BEGIN Input for this task

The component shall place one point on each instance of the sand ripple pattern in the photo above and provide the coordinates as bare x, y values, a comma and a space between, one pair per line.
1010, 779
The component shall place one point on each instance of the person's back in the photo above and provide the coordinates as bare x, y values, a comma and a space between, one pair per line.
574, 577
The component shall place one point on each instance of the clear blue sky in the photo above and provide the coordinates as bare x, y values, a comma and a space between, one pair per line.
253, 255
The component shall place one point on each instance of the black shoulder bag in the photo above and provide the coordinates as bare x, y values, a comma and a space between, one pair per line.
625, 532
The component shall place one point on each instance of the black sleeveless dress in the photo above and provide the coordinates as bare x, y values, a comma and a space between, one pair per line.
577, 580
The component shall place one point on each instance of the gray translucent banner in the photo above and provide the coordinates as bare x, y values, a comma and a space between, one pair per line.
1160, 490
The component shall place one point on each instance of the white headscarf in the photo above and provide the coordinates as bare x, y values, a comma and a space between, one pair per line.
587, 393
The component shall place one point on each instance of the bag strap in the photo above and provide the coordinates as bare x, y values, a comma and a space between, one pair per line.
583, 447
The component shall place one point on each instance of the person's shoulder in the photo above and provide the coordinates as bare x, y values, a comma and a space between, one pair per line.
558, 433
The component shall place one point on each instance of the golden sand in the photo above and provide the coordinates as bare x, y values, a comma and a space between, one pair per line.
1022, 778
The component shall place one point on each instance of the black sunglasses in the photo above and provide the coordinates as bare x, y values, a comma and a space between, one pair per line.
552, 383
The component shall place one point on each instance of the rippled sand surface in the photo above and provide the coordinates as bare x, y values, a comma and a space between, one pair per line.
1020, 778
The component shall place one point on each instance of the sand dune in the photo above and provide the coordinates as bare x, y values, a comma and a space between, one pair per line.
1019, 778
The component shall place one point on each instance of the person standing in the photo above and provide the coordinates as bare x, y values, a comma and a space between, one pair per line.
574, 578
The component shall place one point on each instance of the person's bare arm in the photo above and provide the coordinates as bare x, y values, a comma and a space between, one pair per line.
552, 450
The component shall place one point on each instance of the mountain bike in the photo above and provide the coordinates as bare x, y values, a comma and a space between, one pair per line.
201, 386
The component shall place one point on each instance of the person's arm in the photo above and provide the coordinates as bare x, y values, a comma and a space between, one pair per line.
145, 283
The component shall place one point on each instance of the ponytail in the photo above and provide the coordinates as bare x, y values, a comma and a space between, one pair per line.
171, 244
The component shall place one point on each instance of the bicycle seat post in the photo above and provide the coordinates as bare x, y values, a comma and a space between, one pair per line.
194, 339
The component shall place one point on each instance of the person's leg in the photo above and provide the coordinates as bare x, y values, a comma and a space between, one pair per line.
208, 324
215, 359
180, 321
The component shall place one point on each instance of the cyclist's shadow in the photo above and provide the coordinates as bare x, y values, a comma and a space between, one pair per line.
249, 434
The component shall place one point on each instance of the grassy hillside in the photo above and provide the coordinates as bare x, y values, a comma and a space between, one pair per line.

END Input for this task

Copy out the material above in its entirety. Every detail must match.

The component shall place one point on each instance of the sand ripple pattern in the photo above and provide the coordinates as bare x, y values, a comma and a space between, one pair per line.
1010, 779
The component shall place one point on each instance of the person's back in the photo above and provide the coordinates as bare x, y values, a comma and a space between, one pair per line.
574, 577
The component shall place one point on each instance of the clear blue sky in the photo above and provide the coordinates as bare x, y values, a comma and a space between, one pair per line.
253, 255
The component shall place one point on each instance of the black shoulder bag in the photo above and provide the coordinates as bare x, y values, a comma and a space between, one pair per line.
625, 532
The component shall place one point on each instance of the black sleeveless dress in the photo above and provide the coordinates as bare x, y values, a comma and a space between, one pair per line.
577, 580
The component shall place one point on each instance of the gray translucent banner in the photo above and provide the coordinates as bare x, y values, a comma and a space between, one pair per line.
1160, 490
The component shall place one point on each instance of the white headscarf in the photo above and provide the coordinates as bare x, y values, a comma and a space between, one pair per line.
587, 393
The component shall place one point on each instance of the bag strap in the photo above and provide the coordinates as bare x, y values, a comma and a space between, one pair per line.
583, 447
The component shall place one point on each instance of the person's shoulder in the photo above and provide the coordinates as bare x, y values, a comma and a space between, one pair per line.
558, 433
The component shall place one point on each instance of the golden sand in the photo above and provide the coordinates as bare x, y values, a comma and a space between, one pair per line.
1022, 778
The component shall place one point on each instance of the black sunglasses in the photo above and provide the coordinates as bare x, y values, a comma and a space between, one pair per line.
552, 383
The component shall place one point on each instance of the rippled sand surface in the photo above and provide the coordinates as bare x, y values, a comma and a space between, one pair per line.
1020, 778
The component shall place one point on each instance of the sand dune in the photo above and provide the coordinates as bare x, y values, a comma and a space between, one pair per line.
1019, 778
The component shall place one point on each instance of the person standing in the photo above and provide the coordinates as bare x, y values, a comma and a space between, one pair per line.
574, 578
The component shall place one point on each instance of the person's bare arm in the photo above and provide the coordinates as bare x, y values, a comma and a space between, one pair per line.
552, 450
The component shall place one point on each instance of the mountain bike in the photo above and provide the coordinates as bare x, y values, a comma and a space between, one pair per line.
201, 386
The component shall place one point on each instance of the person's arm in the photo above and provide the coordinates as bare x, y values, a comma and a space between, one pair per line.
145, 283
The component shall place one point on each instance of the ponytail in the photo above and provide the coordinates as bare x, y values, a comma and a space between, one pair per line.
171, 244
The component shall place one point on each instance of the bicycle seat post in the photo above and provide the coordinates as bare x, y values, a comma and a space between, one pair per line.
194, 339
The component shall place one point on each instance of the person's leg in the photo above and provide the coordinates as bare x, y values, a comma and a space between, one pair per line.
208, 324
215, 359
180, 321
The component shall place one point on each instance of the cyclist's shadow in the photo above and provide the coordinates as bare x, y values, a comma and a space between, one pair per line.
249, 434
The component shall place one point on each instance of the grassy hillside in the photo above and provide the coordinates as bare x, y values, a comma and a space between, one pair per line.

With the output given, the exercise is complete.